--- Items ---

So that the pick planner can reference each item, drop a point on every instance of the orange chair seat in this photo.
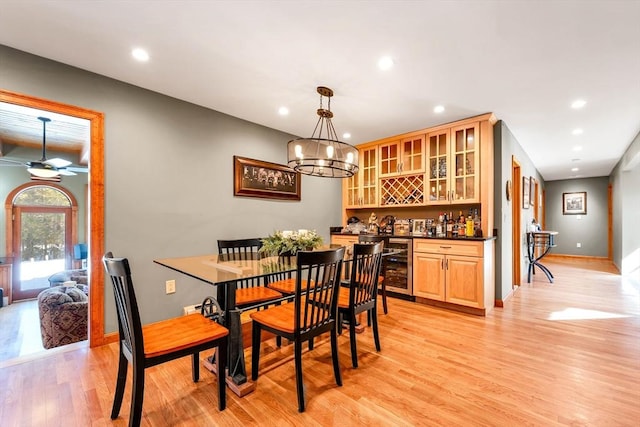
(280, 317)
(255, 295)
(179, 333)
(286, 286)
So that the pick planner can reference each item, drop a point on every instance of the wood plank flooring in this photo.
(562, 354)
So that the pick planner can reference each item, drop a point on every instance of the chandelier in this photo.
(323, 154)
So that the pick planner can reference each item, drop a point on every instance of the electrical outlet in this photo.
(170, 286)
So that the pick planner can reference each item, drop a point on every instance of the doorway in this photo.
(516, 176)
(43, 237)
(95, 203)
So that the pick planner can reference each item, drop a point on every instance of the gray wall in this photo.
(168, 177)
(506, 146)
(625, 180)
(590, 230)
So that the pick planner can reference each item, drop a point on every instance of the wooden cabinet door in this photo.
(369, 177)
(428, 276)
(361, 190)
(437, 165)
(412, 155)
(389, 159)
(464, 179)
(463, 284)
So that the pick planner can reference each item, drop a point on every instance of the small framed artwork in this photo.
(526, 191)
(265, 180)
(574, 203)
(419, 227)
(532, 191)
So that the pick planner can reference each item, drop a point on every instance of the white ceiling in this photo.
(525, 61)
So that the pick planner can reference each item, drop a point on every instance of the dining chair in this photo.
(248, 291)
(363, 238)
(159, 342)
(312, 312)
(363, 293)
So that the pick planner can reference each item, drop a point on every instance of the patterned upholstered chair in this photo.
(63, 316)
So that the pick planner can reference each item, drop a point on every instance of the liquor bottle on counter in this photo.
(477, 224)
(449, 223)
(440, 226)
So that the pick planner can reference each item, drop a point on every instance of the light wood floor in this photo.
(562, 354)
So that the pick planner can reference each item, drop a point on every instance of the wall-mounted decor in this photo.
(526, 189)
(532, 191)
(255, 178)
(574, 203)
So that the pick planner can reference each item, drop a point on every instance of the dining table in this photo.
(224, 271)
(539, 243)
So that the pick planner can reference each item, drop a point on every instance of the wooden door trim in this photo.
(516, 218)
(95, 202)
(610, 222)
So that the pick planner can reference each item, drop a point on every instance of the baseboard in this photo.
(501, 302)
(587, 258)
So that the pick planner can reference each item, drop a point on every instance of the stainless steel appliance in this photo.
(397, 274)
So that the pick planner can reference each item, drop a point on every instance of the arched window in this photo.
(43, 224)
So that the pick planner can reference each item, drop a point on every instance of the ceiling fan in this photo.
(48, 168)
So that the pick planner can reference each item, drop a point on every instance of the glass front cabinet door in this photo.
(362, 188)
(453, 165)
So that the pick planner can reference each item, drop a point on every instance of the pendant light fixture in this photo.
(323, 154)
(44, 168)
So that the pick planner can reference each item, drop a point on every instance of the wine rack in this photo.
(403, 190)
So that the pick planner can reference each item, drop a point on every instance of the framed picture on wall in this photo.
(256, 178)
(526, 192)
(532, 191)
(574, 203)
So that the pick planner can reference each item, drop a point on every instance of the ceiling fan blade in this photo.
(77, 169)
(9, 162)
(57, 163)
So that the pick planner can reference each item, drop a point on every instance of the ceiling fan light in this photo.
(43, 172)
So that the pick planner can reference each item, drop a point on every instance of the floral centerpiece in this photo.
(290, 242)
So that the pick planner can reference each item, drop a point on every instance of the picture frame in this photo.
(532, 191)
(419, 227)
(526, 192)
(574, 203)
(265, 180)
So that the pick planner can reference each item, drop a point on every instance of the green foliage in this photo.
(290, 242)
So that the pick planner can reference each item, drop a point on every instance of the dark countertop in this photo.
(476, 239)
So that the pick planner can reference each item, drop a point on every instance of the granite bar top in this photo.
(410, 236)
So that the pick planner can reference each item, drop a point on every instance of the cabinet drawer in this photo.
(448, 247)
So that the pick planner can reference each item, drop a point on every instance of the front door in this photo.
(42, 239)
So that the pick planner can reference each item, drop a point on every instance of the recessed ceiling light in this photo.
(385, 63)
(140, 54)
(578, 103)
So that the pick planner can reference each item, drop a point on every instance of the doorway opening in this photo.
(44, 234)
(516, 176)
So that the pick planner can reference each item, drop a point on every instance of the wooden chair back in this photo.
(317, 287)
(365, 269)
(129, 323)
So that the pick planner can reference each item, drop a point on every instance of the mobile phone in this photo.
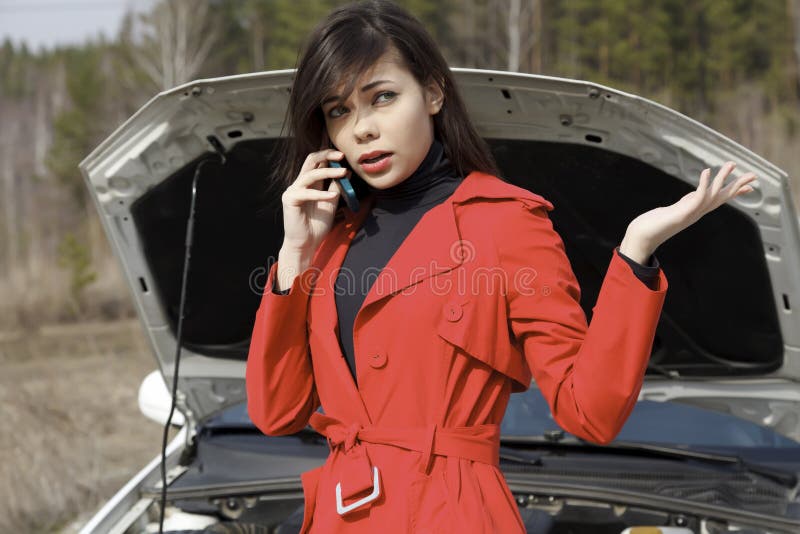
(348, 193)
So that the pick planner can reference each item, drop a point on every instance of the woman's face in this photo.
(388, 111)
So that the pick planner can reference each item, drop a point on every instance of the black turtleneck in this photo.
(394, 214)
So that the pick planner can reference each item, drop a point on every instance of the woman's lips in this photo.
(379, 166)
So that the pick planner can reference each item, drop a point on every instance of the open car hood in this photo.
(729, 335)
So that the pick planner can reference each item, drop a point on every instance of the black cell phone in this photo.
(348, 193)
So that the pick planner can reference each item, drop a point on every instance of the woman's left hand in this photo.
(647, 231)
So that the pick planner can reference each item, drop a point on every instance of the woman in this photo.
(474, 297)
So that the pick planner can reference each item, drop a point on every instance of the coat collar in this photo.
(431, 248)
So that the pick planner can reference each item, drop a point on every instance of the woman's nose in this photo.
(364, 127)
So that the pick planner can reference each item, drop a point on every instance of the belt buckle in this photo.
(376, 491)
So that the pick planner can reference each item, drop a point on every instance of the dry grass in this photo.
(72, 433)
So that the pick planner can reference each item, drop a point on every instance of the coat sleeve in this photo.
(281, 394)
(590, 375)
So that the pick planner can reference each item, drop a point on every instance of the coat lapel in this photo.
(431, 248)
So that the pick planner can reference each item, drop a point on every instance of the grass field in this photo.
(72, 433)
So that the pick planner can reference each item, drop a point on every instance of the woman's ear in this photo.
(435, 98)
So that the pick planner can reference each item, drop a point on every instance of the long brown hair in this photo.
(346, 43)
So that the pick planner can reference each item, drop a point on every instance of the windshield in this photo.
(665, 423)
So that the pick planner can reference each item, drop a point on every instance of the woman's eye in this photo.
(386, 93)
(390, 94)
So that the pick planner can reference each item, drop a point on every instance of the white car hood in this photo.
(729, 336)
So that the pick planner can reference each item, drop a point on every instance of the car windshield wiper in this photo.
(556, 439)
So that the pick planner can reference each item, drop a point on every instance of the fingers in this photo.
(720, 178)
(314, 159)
(313, 178)
(297, 196)
(718, 194)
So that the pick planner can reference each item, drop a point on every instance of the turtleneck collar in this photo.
(434, 180)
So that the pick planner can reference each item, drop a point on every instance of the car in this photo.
(713, 443)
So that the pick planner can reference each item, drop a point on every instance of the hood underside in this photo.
(601, 156)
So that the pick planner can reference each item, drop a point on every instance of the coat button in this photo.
(453, 311)
(377, 359)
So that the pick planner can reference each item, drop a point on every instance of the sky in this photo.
(47, 23)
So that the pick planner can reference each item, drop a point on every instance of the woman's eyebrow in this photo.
(367, 87)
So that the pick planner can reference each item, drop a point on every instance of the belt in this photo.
(480, 443)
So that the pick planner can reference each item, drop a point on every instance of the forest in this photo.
(731, 64)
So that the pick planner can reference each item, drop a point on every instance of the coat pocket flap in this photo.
(477, 325)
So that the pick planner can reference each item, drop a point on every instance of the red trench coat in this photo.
(478, 299)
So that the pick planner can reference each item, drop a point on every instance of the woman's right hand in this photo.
(308, 209)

---

What you will do
The line containing "windshield in this photo." and every line after it, through the end of the records, should be repeated exactly and alone.

Exercise answer
So that the pick planner can reference each item, drop a point on every instance of the windshield in this photo.
(665, 423)
So that the pick planner can reference each item, drop a point on every instance of the woman's eye in this photo.
(386, 93)
(390, 94)
So that the pick planner can reference each item, drop a point on every instance of the white car hood in this photo.
(729, 336)
So that the pick planner can reference each item, drop a point on every instance of the car windshield wiper in this photo.
(556, 439)
So that the pick planner can reference each item, drop a point on every instance of the fingers in this photo.
(720, 178)
(314, 159)
(313, 178)
(297, 196)
(718, 194)
So that the pick planner can reference each item, drop a point on every instance of the turtleneck collar in this photo.
(434, 180)
So that the pick planner can reference each item, drop a point on every instance of the car in this photo.
(713, 443)
So that the pick planner can reference each item, drop a point on every instance of the hood underside in this photo.
(601, 156)
So that the pick planner can reference each item, drop a point on every instance of the coat button in this photo.
(453, 311)
(377, 359)
So that the pick planner can reference each item, drop a point on every instance of the sky in this photo.
(47, 23)
So that the pick planner can reference each item, drop a point on every instance of the woman's eyebrow in this photo.
(367, 87)
So that the pick planner can reference each item, drop a point on every instance of the belt in this photo.
(480, 443)
So that the pick planner can reference each item, drop a point on every instance of the forest in this photo.
(731, 64)
So that the pick planner can reference each item, drop a point on every instance of the coat pocket flap in this photo.
(477, 325)
So that the pick planner can reference each item, drop a point on every instance of the red trench coat in this photo.
(478, 299)
So that the pick planner can reference each item, drop a point on every instance of the woman's right hand in this photo.
(308, 209)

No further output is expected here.